Document excerpt:
★ ★ ★ ★ ★ ★ ★

Energy Hole Mitigation and Network Lifetime Maximisation in Shape-Varying 3D IoT-based Heterogeneous Wireless Sensor Networks

The rapid expansion of IoT-based Heterogeneous Wireless Sensor Networks (HWSNs) amplifies challenges in energy management. These networks, comprising diverse devices deployed across varying terrains, are designed to efficiently collect data while ensuring complete coverage. However, achieving balanced energy consumption is critical to prevent energy holes, which occur when devices near base station deplete their energy at faster rate due to experiencing excessive transmission loads. Such imbalances lead to network instability and reduce operational lifespan. Existing energy hole mitigation techniques often fail to account for the diverse characteristics of heterogeneous devices, limiting their effectiveness and applicability. Furthermore, many of these approaches are tailored to specific applications or constrained by fixed network shapes, lacking the adaptability, scalability, and flexibility required for large-scale, dynamic IoT-based HWSNs. These limitations hinder their performance in managing the complex and diverse topologies encountered in real-world deployments.

This thesis aims to tackle these challenges by proposing novel methods to reduce energy consumption and balance it across resource-constrained heterogeneous devices. The proposed solutions focus on enhancing energy efficiency, extending network lifetime, and improving throughput, ensuring reliable data transmission from sensing nodes to the base station.

A critical focus is on deployment of the base station, is critical given the converge-caste nature of communication in HWSNs. An iterative algorithm is proposed to compute the overall network energy consumption for a set of alternative locations within a specified radius of the base station. While the iterative algorithm identifies the optimal deployment location, its computational complexity is addressed using a multi-criteria decision-making approach. The Technique for Order of Preference by Similarity to Ideal Solutions (TOPSIS) evaluates alternative locations based on their positive and negative contributions to energy consumption and balancing. This method improves network lifetime by 23.5% compared to central deployment techniques and adapts effectively to networks of varying shapes, including circular, square, cubical and spherical, in both 2D and 3D environments.

★ ★ ★ ★ ★ ★ ★

Job 1: Copy word for word the lines of the entries below, starting with the line that contains "task | indicate the armhole" and going on through the line that contains "target: armhole of top". Leave the pictures out of your copy.

Location labeling records
★ ★ ★ ★ ★ ★ ★

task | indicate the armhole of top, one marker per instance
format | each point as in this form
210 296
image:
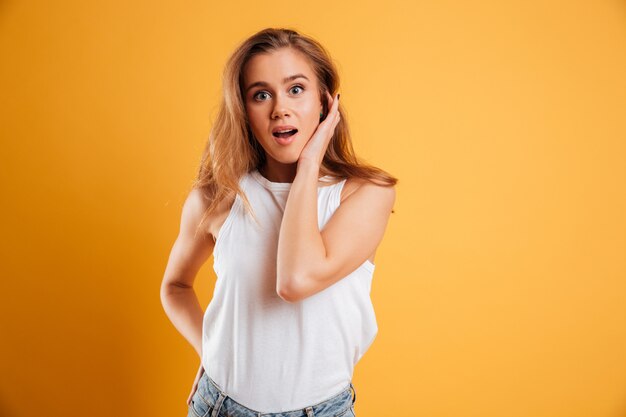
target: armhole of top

★ ★ ★ ★ ★ ★ ★

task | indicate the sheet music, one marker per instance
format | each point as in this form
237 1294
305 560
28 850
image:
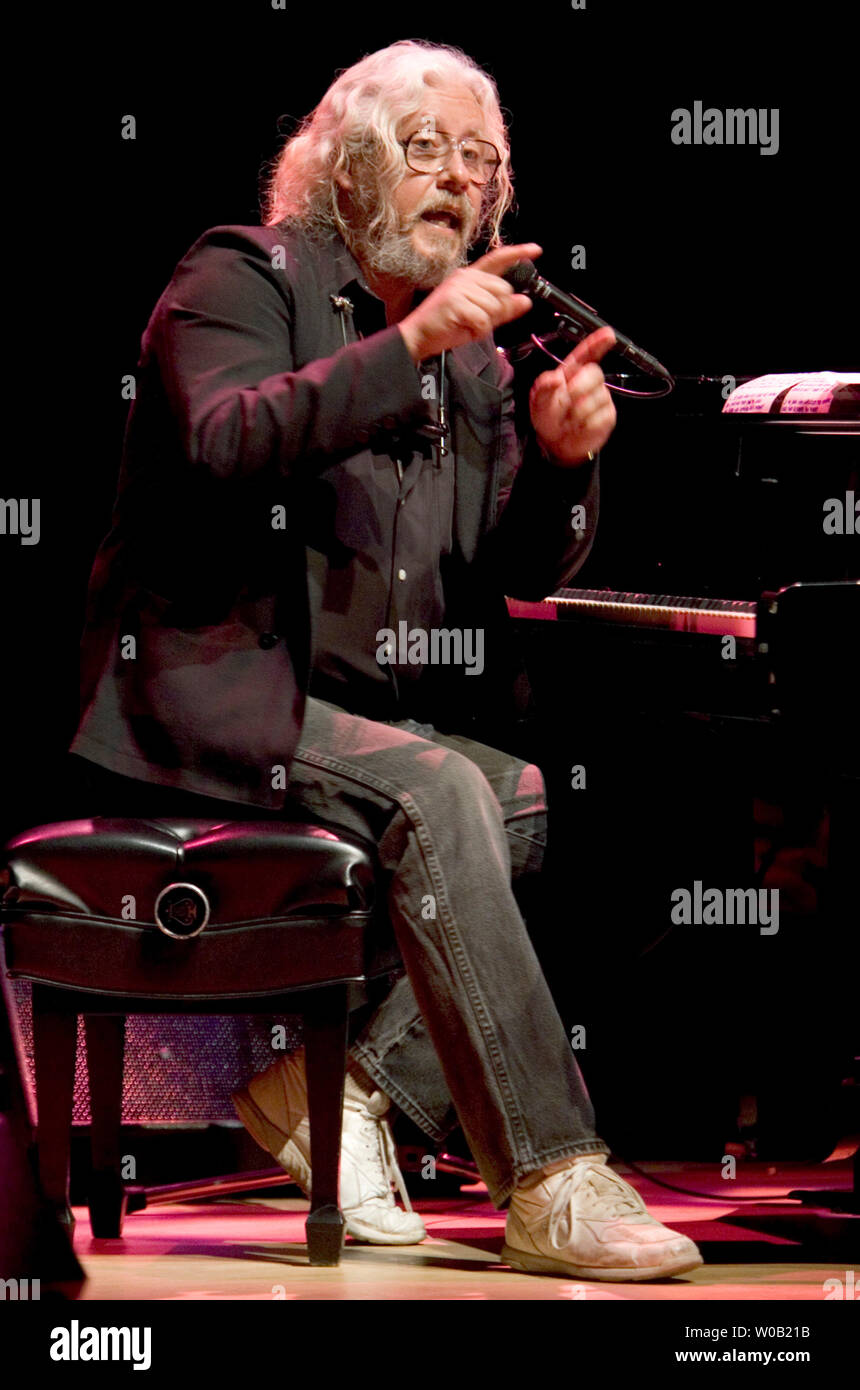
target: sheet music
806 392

★ ★ ★ ★ ★ ★ ★

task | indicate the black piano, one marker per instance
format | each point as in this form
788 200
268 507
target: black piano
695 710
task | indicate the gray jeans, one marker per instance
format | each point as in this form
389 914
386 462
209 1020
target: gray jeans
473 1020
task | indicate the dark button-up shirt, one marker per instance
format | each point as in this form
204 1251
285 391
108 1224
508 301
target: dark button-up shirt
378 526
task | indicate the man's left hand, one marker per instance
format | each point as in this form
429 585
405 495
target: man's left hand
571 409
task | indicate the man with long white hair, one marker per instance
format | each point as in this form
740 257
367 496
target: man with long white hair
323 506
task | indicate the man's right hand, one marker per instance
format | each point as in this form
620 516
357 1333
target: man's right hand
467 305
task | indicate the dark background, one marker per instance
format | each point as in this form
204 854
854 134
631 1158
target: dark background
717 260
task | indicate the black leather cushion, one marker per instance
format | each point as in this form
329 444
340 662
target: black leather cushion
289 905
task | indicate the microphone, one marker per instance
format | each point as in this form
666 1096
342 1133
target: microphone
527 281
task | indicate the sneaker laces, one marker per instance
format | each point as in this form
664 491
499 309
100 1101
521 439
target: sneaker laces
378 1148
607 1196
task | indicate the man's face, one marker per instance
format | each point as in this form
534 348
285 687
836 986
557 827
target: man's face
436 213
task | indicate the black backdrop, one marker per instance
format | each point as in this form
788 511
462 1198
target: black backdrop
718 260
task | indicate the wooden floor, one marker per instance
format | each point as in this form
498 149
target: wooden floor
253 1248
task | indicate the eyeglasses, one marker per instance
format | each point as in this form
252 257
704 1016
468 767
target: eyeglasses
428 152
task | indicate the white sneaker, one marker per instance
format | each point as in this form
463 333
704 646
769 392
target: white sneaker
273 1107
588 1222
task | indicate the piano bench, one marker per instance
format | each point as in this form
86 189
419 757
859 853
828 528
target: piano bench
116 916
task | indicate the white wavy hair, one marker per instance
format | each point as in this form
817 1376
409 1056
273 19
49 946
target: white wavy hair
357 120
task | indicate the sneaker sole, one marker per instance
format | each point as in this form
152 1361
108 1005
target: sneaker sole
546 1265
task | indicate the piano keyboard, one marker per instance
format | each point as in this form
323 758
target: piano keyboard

★ ★ ★ ★ ★ ★ ★

Job 2: Repeat the full text on energy hole mitigation in wireless sensor networks word for word.

Reply 1:
task | indicate the armhole of top, one marker per instance
format | each point as in this form
210 296
image:
target: armhole of top

Reply 2:
Energy Hole Mitigation and Network Lifetime Maximisation in Shape-Varying 3D IoT-based Heterogeneous Wireless Sensor Networks

The rapid expansion of IoT-based Heterogeneous Wireless Sensor Networks (HWSNs) amplifies challenges in energy management. These networks, comprising diverse devices deployed across varying terrains, are designed to efficiently collect data while ensuring complete coverage. However, achieving balanced energy consumption is critical to prevent energy holes, which occur when devices near base station deplete their energy at faster rate due to experiencing excessive transmission loads. Such imbalances lead to network instability and reduce operational lifespan. Existing energy hole mitigation techniques often fail to account for the diverse characteristics of heterogeneous devices, limiting their effectiveness and applicability. Furthermore, many of these approaches are tailored to specific applications or constrained by fixed network shapes, lacking the adaptability, scalability, and flexibility required for large-scale, dynamic IoT-based HWSNs. These limitations hinder their performance in managing the complex and diverse topologies encountered in real-world deployments.

This thesis aims to tackle these challenges by proposing novel methods to reduce energy consumption and balance it across resource-constrained heterogeneous devices. The proposed solutions focus on enhancing energy efficiency, extending network lifetime, and improving throughput, ensuring reliable data transmission from sensing nodes to the base station.

A critical focus is on deployment of the base station, is critical given the converge-caste nature of communication in HWSNs. An iterative algorithm is proposed to compute the overall network energy consumption for a set of alternative locations within a specified radius of the base station. While the iterative algorithm identifies the optimal deployment location, its computational complexity is addressed using a multi-criteria decision-making approach. The Technique for Order of Preference by Similarity to Ideal Solutions (TOPSIS) evaluates alternative locations based on their positive and negative contributions to energy consumption and balancing. This method improves network lifetime by 23.5% compared to central deployment techniques and adapts effectively to networks of varying shapes, including circular, square, cubical and spherical, in both 2D and 3D environments.